配置文件scratch_e2e_faster_rcnn_R_50_FPN_3x_gn.yaml

INPUT:
  MIN_SIZE_TRAIN: (768,)
  MAX_SIZE_TRAIN: 768
  MIN_SIZE_TEST: 768
  MAX_SIZE_TEST: 768
MODEL:
  META_ARCHITECTURE: "GeneralizedRCNN"
  WEIGHT: "" # no pretrained model
  BACKBONE:
    CONV_BODY: "R-50-FPN"
    FREEZE_CONV_BODY_AT: 0 # finetune all layers
  RESNETS: # use GN for backbone
    BACKBONE_OUT_CHANNELS: 256
    STRIDE_IN_1X1: False
    TRANS_FUNC: "BottleneckWithGN"
    STEM_FUNC: "StemWithGN"
  FPN:
    USE_GN: True # use GN for FPN
  RPN:
    USE_FPN: True
    ANCHOR_STRIDE: (4, 8, 16, 32, 64)
    PRE_NMS_TOP_N_TRAIN: 2000
    PRE_NMS_TOP_N_TEST: 1000
    POST_NMS_TOP_N_TEST: 1000
    FPN_POST_NMS_TOP_N_TEST: 1000
  ROI_HEADS:
    USE_FPN: True
    BATCH_SIZE_PER_IMAGE: 512
    POSITIVE_FRACTION: 0.25
  ROI_BOX_HEAD:
    USE_GN: True # use GN for bbox head
    POOLER_RESOLUTION: 7
    POOLER_SCALES: (0.25, 0.125, 0.0625, 0.03125)

» 练习题目:
[a] 请把配置文件中以“RPN:”开头的那一段改写成简短的列表，并保留其中的全部设置。
[b] 根据配置文件，主干网络的CONV_BODY设置为什么？
[c] 请接着配置文件最后一行往下续写。

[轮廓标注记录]
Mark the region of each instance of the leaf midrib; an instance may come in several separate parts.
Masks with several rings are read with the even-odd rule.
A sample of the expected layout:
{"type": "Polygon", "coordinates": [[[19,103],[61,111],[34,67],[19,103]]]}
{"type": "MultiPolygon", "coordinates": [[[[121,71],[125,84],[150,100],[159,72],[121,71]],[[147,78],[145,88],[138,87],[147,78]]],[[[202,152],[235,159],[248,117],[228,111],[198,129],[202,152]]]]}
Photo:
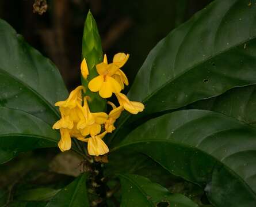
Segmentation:
{"type": "Polygon", "coordinates": [[[132,183],[134,186],[135,186],[136,187],[137,187],[137,189],[144,196],[144,198],[147,200],[147,202],[148,202],[152,206],[153,206],[153,207],[154,206],[154,203],[151,201],[150,201],[149,200],[147,199],[147,194],[144,191],[144,190],[142,187],[140,187],[140,186],[139,186],[138,185],[137,185],[136,183],[135,183],[133,181],[132,181],[132,179],[131,179],[127,177],[125,175],[120,174],[119,174],[119,175],[124,178],[124,179],[126,179],[127,180],[129,181],[131,183],[132,183]]]}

» 参考答案:
[a]
- 启用FPN（USE_FPN: True）
- 锚点步长：(4, 8, 16, 32, 64)
- 训练时NMS前保留候选框数：2000
- 测试时NMS前保留候选框数：1000
- 测试时NMS后保留候选框数：1000
- 测试时FPN在NMS后保留候选框数：1000

[b] "R-50-FPN"

[c]
    POOLER_SAMPLING_RATIO: 2
    FEATURE_EXTRACTOR: "FPN2MLPFeatureExtractor"
    PREDICTOR: "FPNPredictor"
DATASETS:
  TRAIN: ("ship_det_airbus_train")
  TEST: ("ship_det_airbus_val",)
DATALOADER:
  SIZE_DIVISIBILITY: 32
SOLVER:
  # Assume 8 gpus
  BASE_LR: 0.02
  WEIGHT_DECAY: 0.0001
  STEPS: (210000, 250000)
  MAX_ITER: 270000
  IMS_PER_BATCH: 16
TEST:
  IMS_PER_BATCH: 8
OUTPUT_DIR: output

运行脚本run.sh

#!/usr/bin/env bash


train_py="{path_to}/tools/train_net.py"
test_py="{path_to}/test_net.py"
config_yaml="scratch_e2e_faster_rcnn_R_50_FPN_3x_gn.yaml"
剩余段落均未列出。